Opdracht:
Kun je de regels uit het materiaal hieronder weergeven als Markdown-tabel, met een rijnummer in de kolom "Nr" en de regel zelf in de kolom "Regel"? Begin bij de regel met "Practice. For this step, pick out the distant", ga door tot en met de regel met "point(139, 83)" en laat lege regels weg.

Getoond materiaal:

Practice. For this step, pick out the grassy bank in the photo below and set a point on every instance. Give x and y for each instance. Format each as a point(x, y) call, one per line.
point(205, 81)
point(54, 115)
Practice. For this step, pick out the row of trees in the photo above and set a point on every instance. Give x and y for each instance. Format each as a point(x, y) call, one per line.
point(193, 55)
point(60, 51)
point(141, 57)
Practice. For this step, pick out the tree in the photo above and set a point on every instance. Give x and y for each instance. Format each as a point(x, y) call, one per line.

==

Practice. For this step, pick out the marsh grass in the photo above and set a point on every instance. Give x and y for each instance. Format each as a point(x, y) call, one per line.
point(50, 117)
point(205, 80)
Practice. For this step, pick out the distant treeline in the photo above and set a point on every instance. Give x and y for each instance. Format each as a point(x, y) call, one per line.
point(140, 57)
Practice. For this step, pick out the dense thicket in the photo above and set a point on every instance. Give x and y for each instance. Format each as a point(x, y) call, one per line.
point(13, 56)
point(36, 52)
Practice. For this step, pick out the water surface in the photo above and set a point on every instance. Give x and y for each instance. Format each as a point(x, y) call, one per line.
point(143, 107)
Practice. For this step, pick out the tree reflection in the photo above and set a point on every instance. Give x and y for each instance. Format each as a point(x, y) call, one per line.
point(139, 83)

==

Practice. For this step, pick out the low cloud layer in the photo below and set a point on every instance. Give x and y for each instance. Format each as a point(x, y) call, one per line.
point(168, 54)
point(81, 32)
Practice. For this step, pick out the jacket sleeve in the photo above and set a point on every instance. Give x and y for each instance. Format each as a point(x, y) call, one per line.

Uitvoer:
| Nr | Regel |
|---|---|
| 1 | Practice. For this step, pick out the distant treeline in the photo above and set a point on every instance. Give x and y for each instance. Format each as a point(x, y) call, one per line. |
| 2 | point(140, 57) |
| 3 | Practice. For this step, pick out the dense thicket in the photo above and set a point on every instance. Give x and y for each instance. Format each as a point(x, y) call, one per line. |
| 4 | point(13, 56) |
| 5 | point(36, 52) |
| 6 | Practice. For this step, pick out the water surface in the photo above and set a point on every instance. Give x and y for each instance. Format each as a point(x, y) call, one per line. |
| 7 | point(143, 107) |
| 8 | Practice. For this step, pick out the tree reflection in the photo above and set a point on every instance. Give x and y for each instance. Format each as a point(x, y) call, one per line. |
| 9 | point(139, 83) |